Your instructions:
Transcribe exactly the line that contains "If you could mark the building" and every line after it to the end of the entries, and nothing more.

[Dataset entries]
======

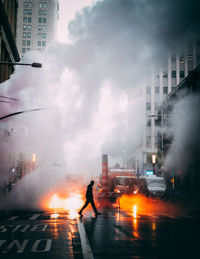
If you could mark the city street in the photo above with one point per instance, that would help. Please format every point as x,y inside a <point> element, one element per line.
<point>114,234</point>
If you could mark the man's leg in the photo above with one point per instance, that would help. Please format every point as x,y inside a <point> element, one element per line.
<point>93,206</point>
<point>84,206</point>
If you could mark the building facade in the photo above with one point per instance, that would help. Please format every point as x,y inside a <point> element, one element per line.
<point>36,24</point>
<point>178,66</point>
<point>8,48</point>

======

Exercise result:
If you could mark the building facade in the photo above with one point per instance, that would help. Please format every point as x,y inside a <point> element, one element per line.
<point>36,24</point>
<point>178,66</point>
<point>8,48</point>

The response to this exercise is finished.